The input below:

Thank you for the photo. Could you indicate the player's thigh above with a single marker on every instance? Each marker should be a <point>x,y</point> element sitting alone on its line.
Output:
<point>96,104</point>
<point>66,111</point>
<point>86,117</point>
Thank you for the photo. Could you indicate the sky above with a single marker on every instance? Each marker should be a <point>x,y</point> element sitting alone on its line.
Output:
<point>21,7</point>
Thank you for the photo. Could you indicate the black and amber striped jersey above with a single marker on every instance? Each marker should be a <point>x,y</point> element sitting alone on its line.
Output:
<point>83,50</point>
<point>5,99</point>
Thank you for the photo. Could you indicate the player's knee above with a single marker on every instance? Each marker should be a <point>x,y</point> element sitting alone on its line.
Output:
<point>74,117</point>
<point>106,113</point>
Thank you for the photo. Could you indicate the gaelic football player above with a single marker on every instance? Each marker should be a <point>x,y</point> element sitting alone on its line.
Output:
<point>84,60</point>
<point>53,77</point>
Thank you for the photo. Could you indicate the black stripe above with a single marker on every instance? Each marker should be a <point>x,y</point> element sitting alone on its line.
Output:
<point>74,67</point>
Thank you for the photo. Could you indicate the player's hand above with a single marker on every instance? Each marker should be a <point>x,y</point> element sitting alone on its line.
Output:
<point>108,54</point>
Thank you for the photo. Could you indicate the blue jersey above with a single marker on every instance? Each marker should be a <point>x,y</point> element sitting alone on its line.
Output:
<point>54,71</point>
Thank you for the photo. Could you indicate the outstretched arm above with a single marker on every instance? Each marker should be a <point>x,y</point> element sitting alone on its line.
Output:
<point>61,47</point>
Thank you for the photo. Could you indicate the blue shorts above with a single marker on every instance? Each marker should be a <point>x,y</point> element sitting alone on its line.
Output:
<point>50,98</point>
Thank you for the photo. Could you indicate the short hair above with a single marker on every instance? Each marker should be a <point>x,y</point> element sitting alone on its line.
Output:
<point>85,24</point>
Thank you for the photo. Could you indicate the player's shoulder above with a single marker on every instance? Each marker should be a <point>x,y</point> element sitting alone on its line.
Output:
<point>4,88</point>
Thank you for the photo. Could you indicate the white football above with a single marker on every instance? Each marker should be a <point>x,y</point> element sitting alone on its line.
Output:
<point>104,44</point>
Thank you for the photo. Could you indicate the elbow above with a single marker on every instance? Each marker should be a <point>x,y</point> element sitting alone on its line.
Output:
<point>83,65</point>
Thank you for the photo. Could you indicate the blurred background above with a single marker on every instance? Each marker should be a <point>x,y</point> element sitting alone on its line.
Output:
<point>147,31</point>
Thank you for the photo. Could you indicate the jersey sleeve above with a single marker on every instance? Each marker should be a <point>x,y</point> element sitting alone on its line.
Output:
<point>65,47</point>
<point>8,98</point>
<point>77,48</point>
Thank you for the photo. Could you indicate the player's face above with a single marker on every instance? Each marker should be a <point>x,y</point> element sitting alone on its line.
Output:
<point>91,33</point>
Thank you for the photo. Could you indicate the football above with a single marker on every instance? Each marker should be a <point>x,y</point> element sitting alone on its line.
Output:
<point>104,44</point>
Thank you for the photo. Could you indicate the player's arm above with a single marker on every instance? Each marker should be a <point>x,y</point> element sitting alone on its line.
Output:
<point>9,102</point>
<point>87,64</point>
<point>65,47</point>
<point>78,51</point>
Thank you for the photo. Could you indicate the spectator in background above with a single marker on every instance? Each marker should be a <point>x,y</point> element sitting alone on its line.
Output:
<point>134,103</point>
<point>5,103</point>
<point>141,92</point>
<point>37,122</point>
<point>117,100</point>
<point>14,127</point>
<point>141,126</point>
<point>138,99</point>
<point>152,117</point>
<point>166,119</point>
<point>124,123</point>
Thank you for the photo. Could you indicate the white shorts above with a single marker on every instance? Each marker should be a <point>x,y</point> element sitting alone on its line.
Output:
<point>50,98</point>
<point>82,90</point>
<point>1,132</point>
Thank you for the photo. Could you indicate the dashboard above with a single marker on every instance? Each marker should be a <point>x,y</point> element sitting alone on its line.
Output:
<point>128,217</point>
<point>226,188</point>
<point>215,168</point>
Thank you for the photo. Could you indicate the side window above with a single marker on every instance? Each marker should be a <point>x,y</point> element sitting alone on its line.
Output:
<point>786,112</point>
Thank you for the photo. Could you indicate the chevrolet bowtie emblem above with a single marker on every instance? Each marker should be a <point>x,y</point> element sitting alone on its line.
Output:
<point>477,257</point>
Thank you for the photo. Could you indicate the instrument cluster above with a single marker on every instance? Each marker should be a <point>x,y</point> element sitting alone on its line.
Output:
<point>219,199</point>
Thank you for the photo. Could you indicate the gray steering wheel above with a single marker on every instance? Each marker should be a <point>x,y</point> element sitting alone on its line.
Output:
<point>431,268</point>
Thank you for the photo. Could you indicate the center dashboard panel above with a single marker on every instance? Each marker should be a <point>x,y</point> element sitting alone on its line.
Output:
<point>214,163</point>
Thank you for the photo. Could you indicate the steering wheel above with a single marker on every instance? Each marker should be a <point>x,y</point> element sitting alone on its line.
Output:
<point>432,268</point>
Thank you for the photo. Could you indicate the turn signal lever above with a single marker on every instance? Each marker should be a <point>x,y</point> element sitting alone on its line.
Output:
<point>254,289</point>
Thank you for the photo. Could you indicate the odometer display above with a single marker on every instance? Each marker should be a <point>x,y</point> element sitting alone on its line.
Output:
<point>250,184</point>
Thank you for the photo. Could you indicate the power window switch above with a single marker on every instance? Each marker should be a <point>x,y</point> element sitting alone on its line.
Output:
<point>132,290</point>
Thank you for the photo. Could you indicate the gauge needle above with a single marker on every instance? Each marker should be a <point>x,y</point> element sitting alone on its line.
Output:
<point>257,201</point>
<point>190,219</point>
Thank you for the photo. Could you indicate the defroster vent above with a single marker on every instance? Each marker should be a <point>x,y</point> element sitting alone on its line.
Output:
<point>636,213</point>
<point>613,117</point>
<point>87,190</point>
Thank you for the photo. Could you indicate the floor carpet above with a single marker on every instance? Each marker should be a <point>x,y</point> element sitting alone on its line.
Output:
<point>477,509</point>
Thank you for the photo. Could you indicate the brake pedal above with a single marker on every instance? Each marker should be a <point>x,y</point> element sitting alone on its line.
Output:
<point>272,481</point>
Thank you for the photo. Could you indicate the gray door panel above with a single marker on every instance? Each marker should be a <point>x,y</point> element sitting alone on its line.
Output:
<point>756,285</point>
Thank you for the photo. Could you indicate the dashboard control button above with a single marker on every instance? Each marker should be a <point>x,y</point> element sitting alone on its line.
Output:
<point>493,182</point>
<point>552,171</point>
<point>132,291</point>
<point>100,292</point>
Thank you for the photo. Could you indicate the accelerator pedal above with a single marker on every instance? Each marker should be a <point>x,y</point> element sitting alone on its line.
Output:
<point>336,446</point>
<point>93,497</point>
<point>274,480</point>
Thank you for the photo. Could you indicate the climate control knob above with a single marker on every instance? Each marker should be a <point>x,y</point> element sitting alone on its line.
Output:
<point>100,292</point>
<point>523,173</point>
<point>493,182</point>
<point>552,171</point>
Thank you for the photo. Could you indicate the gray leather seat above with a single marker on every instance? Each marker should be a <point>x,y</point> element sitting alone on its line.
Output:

End of The input.

Exercise directions - Each line of the entries above that contains "pedal" is to be copied.

Task result -
Thank you for the photo. Could you indicate the brake pedal above with a single marker on every instance? Each marker should be a <point>x,y</point> element sitting alone on its line.
Thank you for the photo. Could you indicate the accelerator pedal above with a single marker on every instance? Each marker should be a <point>x,y</point> element sitting alone on its line.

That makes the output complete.